▸ Given instruction A:
Echo the listing below word for word, from its first line through the line containing "<point>43,93</point>", with both of those lines included.

===== Selected passage =====

# Law Graduate wanting move to Florida



## twan111111 (Jul 21, 2008)

Hi. Just recently got back from my 5th trip to Orlando (we did the whole Disney thing again!) and am seriously thinking about moving to Florida but I have no idea where to begin. I have a law degree and an lpc (which is an additional law degree that allows you to train to become a solicitor). However, I have not been successful in gaining a training contract here in the UK, although I do currently work as an examination invigilator at a local school. Is there anyone here who could help me get the ball rolling and tell me in uncomplicated detail the steps I would need to take to get to live and work in the US and the likelihood of being accepted within my chosen career in law. Many thanks.


----------



## twostep (Apr 3, 2008)

US Bar Association or American Bar Association may be a good start for your research.
I am not familiar with the UK system. What do you mean by contract to train as solicitor? Are you not yet authorized to practice law?


----------



## Fatbrit (May 8, 2008)

twan111111 said:


> and tell me in uncomplicated detail the steps I would need to take to get to live and work in the US and the likelihood of being accepted within my chosen career in law. Many thanks.


You need a route before you have steps. I don't see one here!

To be qualified to practice law here, you need to take the bar exam. There are 50 states, one district and a few territories, and therefore there are that many bar exams. Some (e.g. New York) may allow you to take the bar exam with your current qualifications, others won't. Although there's a basis of common law in the American legal system, much of it is very different from UK law -- you would have a lot to learn.

However, to live and work here you need a suitable status. And I don't see one! The main categories are family, work or money -- which are you offering? And without that, whether you are qualified or not to work as an attorney here is somewhat moot.


----------



## twan111111 (Jul 21, 2008)

Ok, wasn't expecting such negative reactions. This is something I have only just started to think about!!! 

In reply to the first answer - I have all the qualifications needed to become a solicitor in the UK - but to become a fully fledged solicitor you need also need to be given a 2 year training contract with a firm of solicitors which basically helps bridge the gap from learning to full time work by giving you on the job paid experience. 

In reply to the second answer - i'm sorry I didn't use the right term - geez!


----------



## twostep (Apr 3, 2008)

Negative?
You as "legal eagle" should understand that there are numerous hoops to jump through. The US system is not equivalent to yours. The organizations I gave you are the ones to contact about your law degree and your bar in the US. 
Your issue will be the visa. Go through the requirements on the web site of USCIS and read up on details.
One step at a time.


----------



## Fatbrit (May 8, 2008)

twan111111 said:


> In reply to the second answer - i'm sorry I didn't use the right term - geez!

=====

▸ Given instruction B:
Duplicate the part of the forum thread above between "In reply to the first" and "bar in the US.", inclusive, exactly as it appears.

===== Entries =====

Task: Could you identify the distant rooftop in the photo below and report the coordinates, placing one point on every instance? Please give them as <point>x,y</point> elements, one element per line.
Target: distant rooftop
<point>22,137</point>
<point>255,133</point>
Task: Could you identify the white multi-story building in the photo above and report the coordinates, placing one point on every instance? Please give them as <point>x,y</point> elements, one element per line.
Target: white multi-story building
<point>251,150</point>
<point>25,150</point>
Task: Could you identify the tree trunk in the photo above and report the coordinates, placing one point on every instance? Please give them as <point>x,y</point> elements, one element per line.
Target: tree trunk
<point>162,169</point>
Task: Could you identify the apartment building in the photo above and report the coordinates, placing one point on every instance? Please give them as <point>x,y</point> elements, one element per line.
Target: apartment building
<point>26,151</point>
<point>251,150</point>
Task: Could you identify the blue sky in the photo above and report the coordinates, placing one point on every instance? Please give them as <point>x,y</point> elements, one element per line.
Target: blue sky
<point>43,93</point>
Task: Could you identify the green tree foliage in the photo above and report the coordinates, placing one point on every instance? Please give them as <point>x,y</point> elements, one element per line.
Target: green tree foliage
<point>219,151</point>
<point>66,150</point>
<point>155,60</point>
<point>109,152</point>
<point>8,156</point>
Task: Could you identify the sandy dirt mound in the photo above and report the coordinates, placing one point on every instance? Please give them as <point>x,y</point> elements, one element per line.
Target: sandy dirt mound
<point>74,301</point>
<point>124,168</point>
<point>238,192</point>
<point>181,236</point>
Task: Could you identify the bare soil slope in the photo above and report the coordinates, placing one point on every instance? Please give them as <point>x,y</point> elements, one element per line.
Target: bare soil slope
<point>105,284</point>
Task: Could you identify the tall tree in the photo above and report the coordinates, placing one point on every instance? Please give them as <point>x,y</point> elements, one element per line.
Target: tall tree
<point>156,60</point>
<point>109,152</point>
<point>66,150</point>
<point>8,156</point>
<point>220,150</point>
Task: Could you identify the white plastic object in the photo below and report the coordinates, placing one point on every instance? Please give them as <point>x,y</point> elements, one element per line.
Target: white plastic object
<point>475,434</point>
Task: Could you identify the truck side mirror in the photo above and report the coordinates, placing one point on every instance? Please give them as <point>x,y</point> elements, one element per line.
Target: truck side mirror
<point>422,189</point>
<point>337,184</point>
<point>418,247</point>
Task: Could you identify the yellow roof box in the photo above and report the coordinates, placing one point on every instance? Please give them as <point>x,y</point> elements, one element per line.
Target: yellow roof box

=====

▸ Task response A:
Task: Could you identify the distant rooftop in the photo below and report the coordinates, placing one point on every instance? Please give them as <point>x,y</point> elements, one element per line.
Target: distant rooftop
<point>22,137</point>
<point>255,133</point>
Task: Could you identify the white multi-story building in the photo above and report the coordinates, placing one point on every instance? Please give them as <point>x,y</point> elements, one element per line.
Target: white multi-story building
<point>251,150</point>
<point>25,150</point>
Task: Could you identify the tree trunk in the photo above and report the coordinates, placing one point on every instance? Please give them as <point>x,y</point> elements, one element per line.
Target: tree trunk
<point>162,169</point>
Task: Could you identify the apartment building in the photo above and report the coordinates, placing one point on every instance? Please give them as <point>x,y</point> elements, one element per line.
Target: apartment building
<point>26,151</point>
<point>251,150</point>
Task: Could you identify the blue sky in the photo above and report the coordinates, placing one point on every instance? Please give them as <point>x,y</point> elements, one element per line.
Target: blue sky
<point>43,93</point>

▸ Task response B:
In reply to the first answer - I have all the qualifications needed to become a solicitor in the UK - but to become a fully fledged solicitor you need also need to be given a 2 year training contract with a firm of solicitors which basically helps bridge the gap from learning to full time work by giving you on the job paid experience. 

In reply to the second answer - i'm sorry I didn't use the right term - geez!


----------



## twostep (Apr 3, 2008)

Negative?
You as "legal eagle" should understand that there are numerous hoops to jump through. The US system is not equivalent to yours. The organizations I gave you are the ones to contact about your law degree and your bar in the US.